Required work -
List every line in the items below that contains the word "skin".

Records for this task -
===============

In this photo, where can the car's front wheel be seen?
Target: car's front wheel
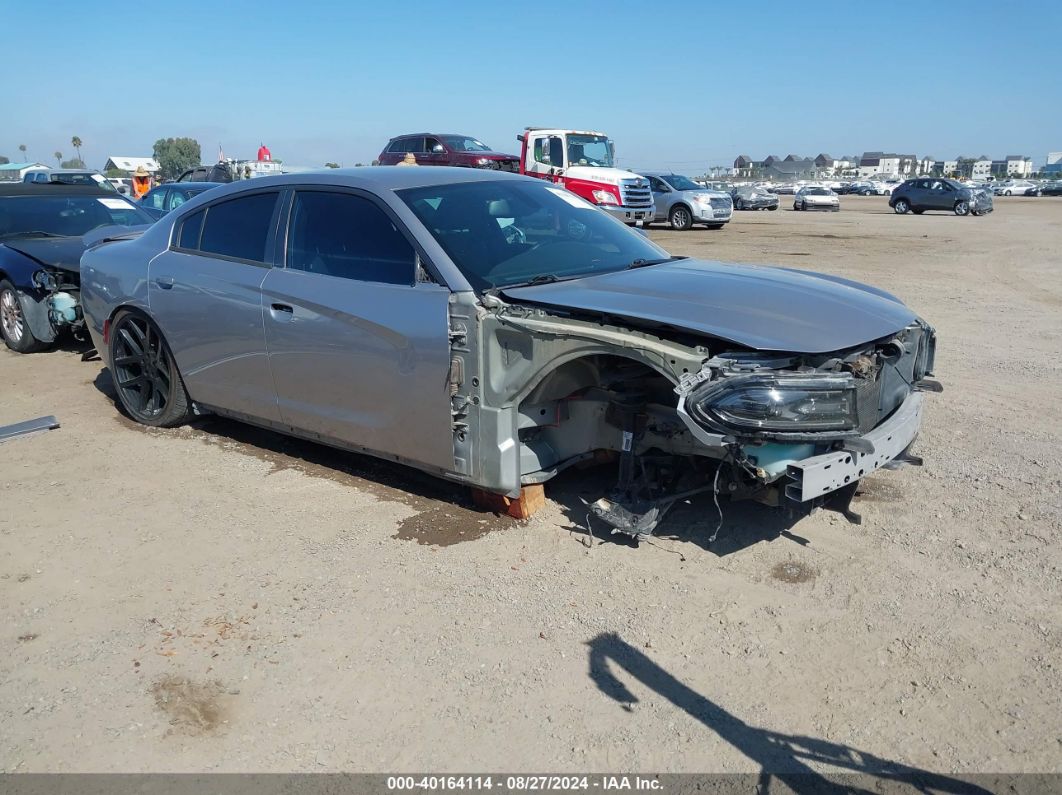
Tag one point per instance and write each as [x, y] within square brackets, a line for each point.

===============

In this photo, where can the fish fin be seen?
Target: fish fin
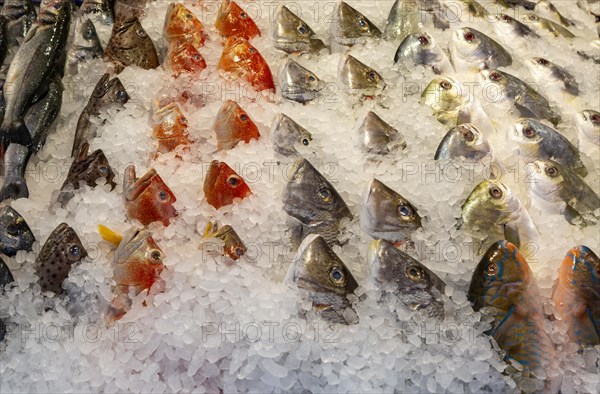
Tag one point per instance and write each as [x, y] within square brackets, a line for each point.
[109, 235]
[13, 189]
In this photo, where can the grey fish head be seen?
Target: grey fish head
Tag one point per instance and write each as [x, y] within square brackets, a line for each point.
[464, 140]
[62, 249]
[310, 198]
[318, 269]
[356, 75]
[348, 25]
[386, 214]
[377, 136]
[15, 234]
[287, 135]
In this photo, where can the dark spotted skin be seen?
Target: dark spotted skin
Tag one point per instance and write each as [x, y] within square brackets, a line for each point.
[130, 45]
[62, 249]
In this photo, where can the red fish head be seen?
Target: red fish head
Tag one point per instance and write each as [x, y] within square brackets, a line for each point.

===============

Result for this task -
In this photo, where can the dark spotted skin be seen?
Target: dark spotted skin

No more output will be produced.